### EXTRACTED RECORDS ###
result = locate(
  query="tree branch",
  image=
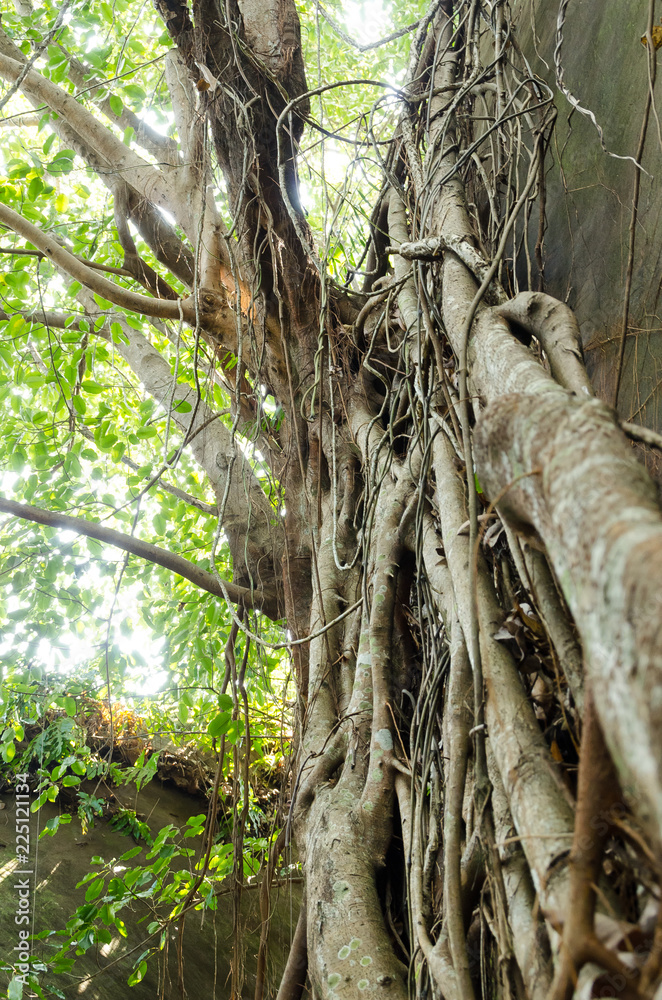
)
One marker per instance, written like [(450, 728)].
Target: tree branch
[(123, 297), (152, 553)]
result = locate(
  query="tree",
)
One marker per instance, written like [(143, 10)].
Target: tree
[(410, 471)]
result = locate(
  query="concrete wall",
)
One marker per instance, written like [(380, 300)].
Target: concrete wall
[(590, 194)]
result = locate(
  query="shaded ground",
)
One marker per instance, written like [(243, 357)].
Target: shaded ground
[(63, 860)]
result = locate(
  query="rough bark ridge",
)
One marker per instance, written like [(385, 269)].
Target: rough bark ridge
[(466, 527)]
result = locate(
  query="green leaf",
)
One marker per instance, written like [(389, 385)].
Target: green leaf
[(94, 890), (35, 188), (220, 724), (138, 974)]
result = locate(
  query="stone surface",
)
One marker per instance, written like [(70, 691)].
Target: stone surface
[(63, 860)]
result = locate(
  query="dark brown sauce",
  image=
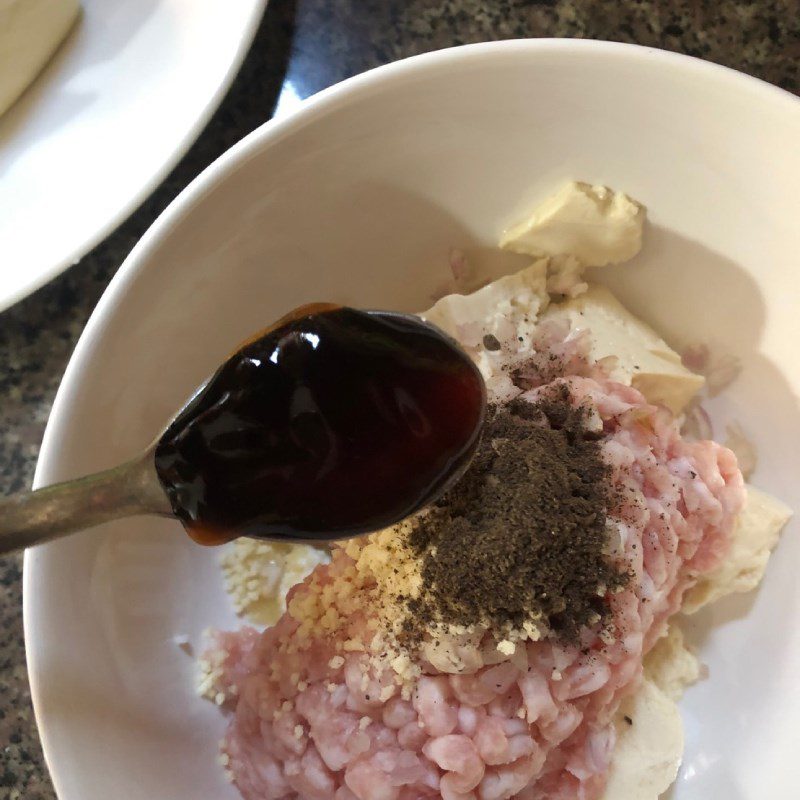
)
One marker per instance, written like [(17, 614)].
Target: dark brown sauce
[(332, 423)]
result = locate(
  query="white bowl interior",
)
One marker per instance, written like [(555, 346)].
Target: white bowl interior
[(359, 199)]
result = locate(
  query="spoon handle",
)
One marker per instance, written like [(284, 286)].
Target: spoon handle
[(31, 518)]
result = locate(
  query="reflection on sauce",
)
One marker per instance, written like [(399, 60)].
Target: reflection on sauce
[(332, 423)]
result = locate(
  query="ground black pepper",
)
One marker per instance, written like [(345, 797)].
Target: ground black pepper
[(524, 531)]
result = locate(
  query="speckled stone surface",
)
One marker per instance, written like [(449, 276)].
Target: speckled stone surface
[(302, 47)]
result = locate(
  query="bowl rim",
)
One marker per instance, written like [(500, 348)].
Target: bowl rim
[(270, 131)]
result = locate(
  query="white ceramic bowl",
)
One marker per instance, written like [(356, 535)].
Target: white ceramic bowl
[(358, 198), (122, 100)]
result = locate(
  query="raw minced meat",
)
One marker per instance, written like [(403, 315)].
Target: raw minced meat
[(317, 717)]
###
WORK TO BE COMPLETED: Each entry above should be written out again exactly, without its pictures.

RESPONSE BOX:
result = locate(
  query="tree branch",
  image=
)
One marker per instance, written like [(450, 728)].
Target: tree branch
[(123, 297), (152, 553)]
result = locate(
  query="tree",
)
One marker per instance, written like [(143, 10)].
Target: tree
[(410, 471)]
result = locate(
  query="concrete wall",
)
One marker per instance, written like [(380, 300)].
Target: concrete wall
[(590, 194)]
result = locate(
  query="shaded ground",
)
One marker per instance, written like [(243, 357)].
Target: shaded ground
[(63, 860)]
result = locate(
  query="rough bark ridge",
)
One marker per instance, written like [(385, 269)].
Target: rough bark ridge
[(466, 527)]
result = locate(
  query="green leaf",
)
One marker per instance, written like [(389, 385)].
Target: green leaf
[(94, 890), (35, 188), (220, 724), (138, 974)]
result = locate(
  query="stone surface",
)
One marker per instance, written like [(70, 691)].
Target: stone surface
[(63, 860)]
result = locate(
  query="dark brown sauce",
  image=
)
One marker per instance, written like [(17, 614)].
Target: dark brown sauce
[(332, 423)]
result = locate(
  query="white bowl interior",
)
One marker per instance, written like [(555, 346)].
Target: white bowl interior
[(359, 199)]
result = locate(
  query="spoon handle",
)
One marker per instance, written like [(284, 286)].
Target: spoon handle
[(31, 518)]
result = locate(
  query="reflection on sauce",
)
One marker per instance, written like [(399, 60)].
Target: reflection on sauce
[(332, 423)]
result = locate(
  query="ground black pepper",
)
One marker per instance, written like [(345, 797)].
Target: ground black pepper
[(524, 531)]
result = locate(
  query="speckled stone surface",
)
One marker per instance, written like [(449, 276)].
Target: speckled stone surface
[(302, 47)]
result = locate(
  query="bowl rim",
)
One marker per instance, written like [(500, 348)].
Target: bowl rim
[(270, 131)]
result = locate(
  query="white ceramic bowl",
)
One marker per instance, written like [(356, 535)].
Target: white ceramic bowl
[(358, 198), (122, 100)]
result = locate(
  query="raw minced meat",
)
One marker per instance, written like [(403, 315)].
Target: raw minced meat
[(317, 717)]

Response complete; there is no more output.